Stated goal: Print, exactly as given, each line of the data from the line containing "wristband. Do not add anything beyond the points." up to and including its last line.

Records for processing:
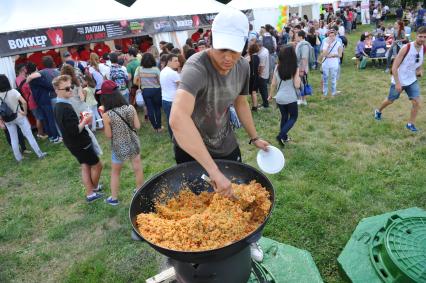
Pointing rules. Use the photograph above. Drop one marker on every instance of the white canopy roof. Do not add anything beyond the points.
(259, 4)
(32, 14)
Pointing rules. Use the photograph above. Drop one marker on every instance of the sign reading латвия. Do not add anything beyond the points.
(18, 42)
(27, 42)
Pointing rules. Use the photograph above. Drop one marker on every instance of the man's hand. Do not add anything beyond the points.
(261, 144)
(398, 87)
(222, 185)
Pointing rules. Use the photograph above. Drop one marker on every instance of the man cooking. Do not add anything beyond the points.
(212, 81)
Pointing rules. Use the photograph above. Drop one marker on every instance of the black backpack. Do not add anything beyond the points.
(5, 112)
(268, 43)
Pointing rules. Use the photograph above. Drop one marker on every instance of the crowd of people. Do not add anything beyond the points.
(68, 99)
(196, 85)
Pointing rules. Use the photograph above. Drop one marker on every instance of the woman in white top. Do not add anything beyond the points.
(286, 77)
(12, 98)
(331, 53)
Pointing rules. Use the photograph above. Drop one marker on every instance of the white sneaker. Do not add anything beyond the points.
(256, 252)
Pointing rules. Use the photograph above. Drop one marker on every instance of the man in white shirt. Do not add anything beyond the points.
(119, 75)
(169, 81)
(407, 68)
(263, 73)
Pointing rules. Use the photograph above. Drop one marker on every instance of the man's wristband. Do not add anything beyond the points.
(253, 140)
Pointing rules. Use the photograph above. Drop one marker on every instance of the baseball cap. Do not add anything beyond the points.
(108, 87)
(230, 29)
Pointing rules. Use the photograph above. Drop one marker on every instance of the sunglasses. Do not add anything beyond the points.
(67, 88)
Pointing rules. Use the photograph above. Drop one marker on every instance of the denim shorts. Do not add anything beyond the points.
(115, 159)
(37, 114)
(412, 90)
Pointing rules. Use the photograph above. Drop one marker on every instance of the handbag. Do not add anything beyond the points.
(139, 98)
(325, 58)
(307, 88)
(96, 147)
(128, 125)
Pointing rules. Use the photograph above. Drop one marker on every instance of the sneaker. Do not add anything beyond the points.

Exercise output:
Pointing rules. Use the photograph above. Drop one marker on every instance of the man's wristband. Do not add anything beyond the points.
(253, 140)
Pointing rules. Use the photograph above. Drop one marker on every instance of the baseball cap. Do not add anything beyond the points.
(108, 87)
(230, 29)
Pointing rules. Use the photograph above. Drop one marker on every instance of the sunglasses. Do not add anything beyond the points.
(67, 88)
Pointing rules. Use the photograph above. Drop one marker on every instance of the denim shorts. Do not add anything beyond the points.
(115, 159)
(37, 114)
(412, 90)
Pointing rules. Use the photograph above. Drop one marker on every instance of the handbag. Do not add anything beyond the points.
(139, 98)
(325, 58)
(307, 88)
(96, 147)
(128, 125)
Pointing rules. Use the photograph above. Drop one marker on every instance of the sneaker. Do not add anything beyond the points.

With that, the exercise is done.